Saved data entries
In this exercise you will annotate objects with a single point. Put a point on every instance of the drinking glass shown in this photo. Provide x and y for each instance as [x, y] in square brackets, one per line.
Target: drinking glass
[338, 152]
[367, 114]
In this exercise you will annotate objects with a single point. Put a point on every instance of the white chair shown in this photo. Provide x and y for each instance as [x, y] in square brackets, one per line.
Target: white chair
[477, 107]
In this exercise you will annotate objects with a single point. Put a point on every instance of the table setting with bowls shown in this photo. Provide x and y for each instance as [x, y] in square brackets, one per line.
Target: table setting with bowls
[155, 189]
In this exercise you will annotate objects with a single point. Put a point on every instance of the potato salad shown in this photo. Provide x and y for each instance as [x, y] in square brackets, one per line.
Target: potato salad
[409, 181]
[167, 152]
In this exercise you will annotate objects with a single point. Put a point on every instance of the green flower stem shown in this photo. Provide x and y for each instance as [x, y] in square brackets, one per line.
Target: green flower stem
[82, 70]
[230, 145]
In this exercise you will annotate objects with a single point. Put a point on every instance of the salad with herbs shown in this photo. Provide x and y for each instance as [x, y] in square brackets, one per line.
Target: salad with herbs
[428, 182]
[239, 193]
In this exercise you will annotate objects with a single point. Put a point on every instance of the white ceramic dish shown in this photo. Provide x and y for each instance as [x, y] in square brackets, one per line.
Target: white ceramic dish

### THE PROBLEM
Reproduce word for word every line from the one containing "of the salad" through the last line of the entries, with both ends included.

### RESPONSE FOR THIS EXERCISE
In this exercise you will annotate objects with a single point. Put a point on every instance of the salad with herbs shown in this photo. Provide x and y for each instance as [x, y] in square brackets, one per line.
Target: salad with herbs
[428, 182]
[239, 193]
In this exercise you will annotate objects with a single point. Put a point on every instance of the white ceramic dish shown in this photo. Provide x and y for each instance as [x, y] in square brackets, one per line.
Target: white ceramic dish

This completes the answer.